> [TASK TO COMPLETE]
From the listing below, return every line that contains the word "building".

------ SUPPLIED DATA

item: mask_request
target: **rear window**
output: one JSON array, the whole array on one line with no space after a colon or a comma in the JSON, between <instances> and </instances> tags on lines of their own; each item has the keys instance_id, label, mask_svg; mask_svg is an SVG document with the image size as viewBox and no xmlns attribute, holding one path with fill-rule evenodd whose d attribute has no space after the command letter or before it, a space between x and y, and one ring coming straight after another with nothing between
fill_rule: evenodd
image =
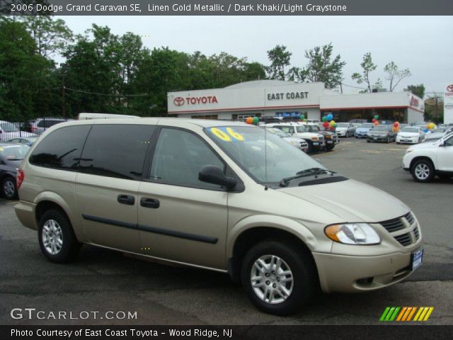
<instances>
[{"instance_id":1,"label":"rear window","mask_svg":"<svg viewBox=\"0 0 453 340\"><path fill-rule=\"evenodd\" d=\"M85 174L142 179L145 154L155 127L95 125L85 143L79 171Z\"/></svg>"},{"instance_id":2,"label":"rear window","mask_svg":"<svg viewBox=\"0 0 453 340\"><path fill-rule=\"evenodd\" d=\"M0 155L8 161L21 161L30 149L26 145L8 145L0 147Z\"/></svg>"},{"instance_id":3,"label":"rear window","mask_svg":"<svg viewBox=\"0 0 453 340\"><path fill-rule=\"evenodd\" d=\"M76 125L55 130L33 149L30 163L38 166L76 169L91 127Z\"/></svg>"}]
</instances>

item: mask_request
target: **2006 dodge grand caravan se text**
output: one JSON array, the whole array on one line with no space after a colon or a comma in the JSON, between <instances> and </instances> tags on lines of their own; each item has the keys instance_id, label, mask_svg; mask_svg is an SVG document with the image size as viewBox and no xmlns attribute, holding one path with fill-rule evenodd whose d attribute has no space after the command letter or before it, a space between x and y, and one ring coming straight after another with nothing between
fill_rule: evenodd
<instances>
[{"instance_id":1,"label":"2006 dodge grand caravan se text","mask_svg":"<svg viewBox=\"0 0 453 340\"><path fill-rule=\"evenodd\" d=\"M296 311L319 287L379 289L422 262L409 208L243 123L59 124L17 181L16 214L49 260L73 259L86 243L228 272L275 314Z\"/></svg>"}]
</instances>

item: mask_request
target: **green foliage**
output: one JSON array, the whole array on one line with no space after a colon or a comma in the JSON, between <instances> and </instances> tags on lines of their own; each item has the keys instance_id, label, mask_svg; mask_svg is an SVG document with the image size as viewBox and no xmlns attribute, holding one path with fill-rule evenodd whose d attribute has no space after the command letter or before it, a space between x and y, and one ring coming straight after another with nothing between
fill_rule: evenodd
<instances>
[{"instance_id":1,"label":"green foliage","mask_svg":"<svg viewBox=\"0 0 453 340\"><path fill-rule=\"evenodd\" d=\"M289 60L292 53L286 50L286 46L277 45L268 51L268 58L270 66L265 70L270 79L285 80L285 67L289 65Z\"/></svg>"},{"instance_id":2,"label":"green foliage","mask_svg":"<svg viewBox=\"0 0 453 340\"><path fill-rule=\"evenodd\" d=\"M390 92L392 92L395 89L396 85L398 85L401 80L411 76L409 69L399 69L394 62L391 62L385 65L384 72L386 74L386 79L389 82L389 91L390 91Z\"/></svg>"},{"instance_id":3,"label":"green foliage","mask_svg":"<svg viewBox=\"0 0 453 340\"><path fill-rule=\"evenodd\" d=\"M420 84L418 85L409 85L408 86L408 90L412 92L415 96L421 98L422 99L425 97L425 85L423 84Z\"/></svg>"},{"instance_id":4,"label":"green foliage","mask_svg":"<svg viewBox=\"0 0 453 340\"><path fill-rule=\"evenodd\" d=\"M300 79L323 81L326 89L334 89L340 85L343 81L343 68L346 62L341 61L340 55L332 60L333 50L331 42L305 51L305 57L309 60L309 63L300 70Z\"/></svg>"},{"instance_id":5,"label":"green foliage","mask_svg":"<svg viewBox=\"0 0 453 340\"><path fill-rule=\"evenodd\" d=\"M373 89L379 89L379 86L382 86L380 79L378 79L374 84L372 85L369 74L377 68L377 65L373 62L370 52L367 52L364 55L363 61L360 66L362 67L362 74L355 72L352 74L352 78L358 84L365 84L367 85L367 89L364 92L372 92Z\"/></svg>"}]
</instances>

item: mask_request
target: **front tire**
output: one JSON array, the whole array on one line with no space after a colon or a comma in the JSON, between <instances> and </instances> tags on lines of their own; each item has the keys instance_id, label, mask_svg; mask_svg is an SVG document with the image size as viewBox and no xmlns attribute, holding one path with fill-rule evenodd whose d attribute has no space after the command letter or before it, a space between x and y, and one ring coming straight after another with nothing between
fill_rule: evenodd
<instances>
[{"instance_id":1,"label":"front tire","mask_svg":"<svg viewBox=\"0 0 453 340\"><path fill-rule=\"evenodd\" d=\"M80 250L71 222L57 210L44 212L38 232L41 251L51 262L62 264L75 259Z\"/></svg>"},{"instance_id":2,"label":"front tire","mask_svg":"<svg viewBox=\"0 0 453 340\"><path fill-rule=\"evenodd\" d=\"M418 182L430 182L434 178L434 166L428 159L419 159L411 167L411 174Z\"/></svg>"},{"instance_id":3,"label":"front tire","mask_svg":"<svg viewBox=\"0 0 453 340\"><path fill-rule=\"evenodd\" d=\"M317 273L309 254L286 240L253 246L242 263L242 285L259 310L275 315L297 312L314 296Z\"/></svg>"},{"instance_id":4,"label":"front tire","mask_svg":"<svg viewBox=\"0 0 453 340\"><path fill-rule=\"evenodd\" d=\"M6 177L1 181L1 193L8 200L17 198L16 180L13 177Z\"/></svg>"}]
</instances>

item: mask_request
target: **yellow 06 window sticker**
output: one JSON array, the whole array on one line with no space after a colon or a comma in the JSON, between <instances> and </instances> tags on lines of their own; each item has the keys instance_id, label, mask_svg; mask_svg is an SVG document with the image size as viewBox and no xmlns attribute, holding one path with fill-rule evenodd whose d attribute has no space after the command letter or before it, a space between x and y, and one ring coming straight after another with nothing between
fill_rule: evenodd
<instances>
[{"instance_id":1,"label":"yellow 06 window sticker","mask_svg":"<svg viewBox=\"0 0 453 340\"><path fill-rule=\"evenodd\" d=\"M224 142L233 142L238 140L243 142L246 138L240 133L236 132L231 128L211 128L211 132L215 137Z\"/></svg>"}]
</instances>

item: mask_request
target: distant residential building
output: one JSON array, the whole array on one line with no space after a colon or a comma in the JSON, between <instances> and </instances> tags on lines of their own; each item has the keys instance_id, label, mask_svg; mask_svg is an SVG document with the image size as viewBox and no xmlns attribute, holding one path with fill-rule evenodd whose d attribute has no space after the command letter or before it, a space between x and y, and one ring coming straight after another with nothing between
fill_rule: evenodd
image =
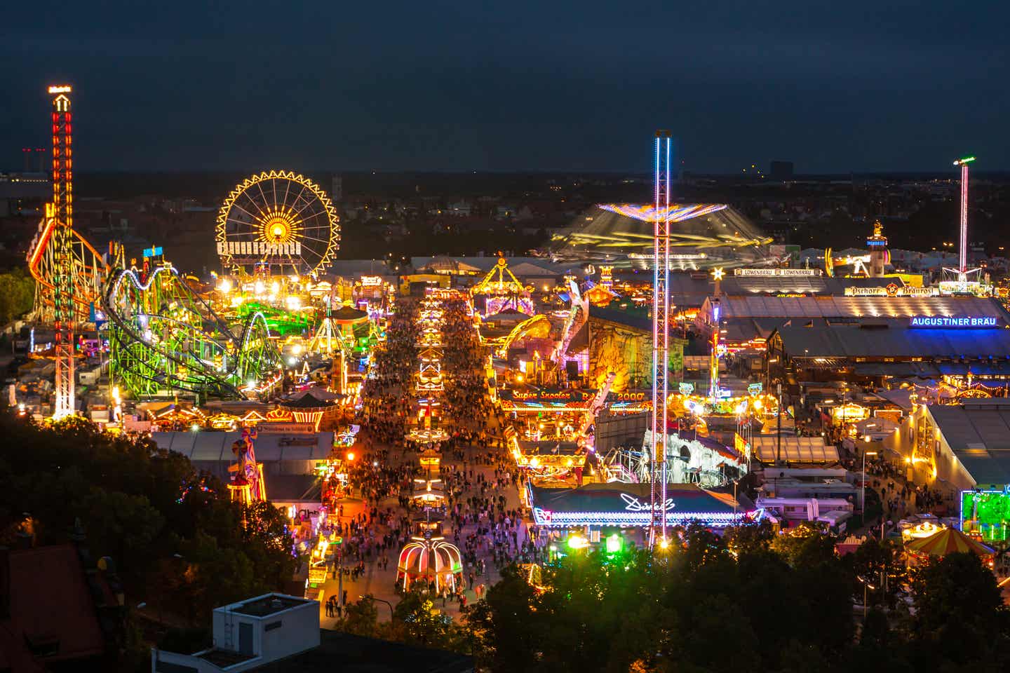
<instances>
[{"instance_id":1,"label":"distant residential building","mask_svg":"<svg viewBox=\"0 0 1010 673\"><path fill-rule=\"evenodd\" d=\"M772 161L770 166L769 176L772 180L792 180L793 179L793 162L792 161Z\"/></svg>"}]
</instances>

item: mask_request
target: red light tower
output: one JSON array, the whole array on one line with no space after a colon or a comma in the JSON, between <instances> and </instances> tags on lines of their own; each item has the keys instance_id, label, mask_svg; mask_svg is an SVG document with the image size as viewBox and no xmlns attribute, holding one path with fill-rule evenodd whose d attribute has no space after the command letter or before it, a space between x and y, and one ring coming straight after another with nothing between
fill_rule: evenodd
<instances>
[{"instance_id":1,"label":"red light tower","mask_svg":"<svg viewBox=\"0 0 1010 673\"><path fill-rule=\"evenodd\" d=\"M54 328L56 404L53 416L76 412L74 402L74 158L69 86L49 87L53 96Z\"/></svg>"},{"instance_id":2,"label":"red light tower","mask_svg":"<svg viewBox=\"0 0 1010 673\"><path fill-rule=\"evenodd\" d=\"M652 446L649 546L667 542L667 372L670 362L670 131L655 132L652 236Z\"/></svg>"}]
</instances>

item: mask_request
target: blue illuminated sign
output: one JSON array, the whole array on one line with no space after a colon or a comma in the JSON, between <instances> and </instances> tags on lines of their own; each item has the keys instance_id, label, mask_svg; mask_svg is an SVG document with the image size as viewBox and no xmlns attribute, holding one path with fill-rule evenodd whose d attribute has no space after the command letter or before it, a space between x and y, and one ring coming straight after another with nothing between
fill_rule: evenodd
<instances>
[{"instance_id":1,"label":"blue illuminated sign","mask_svg":"<svg viewBox=\"0 0 1010 673\"><path fill-rule=\"evenodd\" d=\"M913 316L908 321L909 327L938 327L938 328L980 328L998 327L995 316L966 316L955 318L951 316Z\"/></svg>"}]
</instances>

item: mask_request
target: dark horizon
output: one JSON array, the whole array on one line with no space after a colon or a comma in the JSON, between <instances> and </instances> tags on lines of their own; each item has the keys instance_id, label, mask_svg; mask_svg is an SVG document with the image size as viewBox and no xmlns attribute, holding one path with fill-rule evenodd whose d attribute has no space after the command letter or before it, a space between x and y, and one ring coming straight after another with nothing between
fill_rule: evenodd
<instances>
[{"instance_id":1,"label":"dark horizon","mask_svg":"<svg viewBox=\"0 0 1010 673\"><path fill-rule=\"evenodd\" d=\"M21 3L0 166L69 83L82 172L647 174L656 128L693 174L1010 170L1010 9L845 7Z\"/></svg>"}]
</instances>

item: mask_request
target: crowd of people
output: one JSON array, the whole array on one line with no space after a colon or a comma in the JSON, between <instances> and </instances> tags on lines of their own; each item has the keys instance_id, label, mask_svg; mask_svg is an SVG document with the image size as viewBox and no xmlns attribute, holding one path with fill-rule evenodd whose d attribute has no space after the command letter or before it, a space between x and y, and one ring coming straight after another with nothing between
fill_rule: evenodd
<instances>
[{"instance_id":1,"label":"crowd of people","mask_svg":"<svg viewBox=\"0 0 1010 673\"><path fill-rule=\"evenodd\" d=\"M360 455L348 465L347 492L363 500L365 509L341 518L337 533L344 539L343 572L356 579L370 567L385 570L391 557L396 563L398 550L416 534L418 519L442 520L443 534L461 550L464 572L456 590L444 584L436 590L434 582L424 590L434 592L443 604L464 605L468 590L473 598L483 597L494 568L534 554L522 513L515 498L506 496L518 475L504 451L504 417L489 396L476 325L463 300L443 301L440 308L444 385L434 396L438 413L428 422L443 431L445 439L408 439L419 418L415 383L421 314L416 300L402 298L389 320L385 342L375 351L356 419L362 426L355 445ZM427 474L417 461L421 451L431 448L440 455L437 475ZM427 511L413 497L414 480L422 477L440 479L444 496ZM396 589L402 589L401 581Z\"/></svg>"}]
</instances>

------------

> [WRITTEN ANSWER]
target: distant residential building
[{"instance_id":1,"label":"distant residential building","mask_svg":"<svg viewBox=\"0 0 1010 673\"><path fill-rule=\"evenodd\" d=\"M772 161L770 166L769 176L772 180L792 180L793 179L793 162L792 161Z\"/></svg>"}]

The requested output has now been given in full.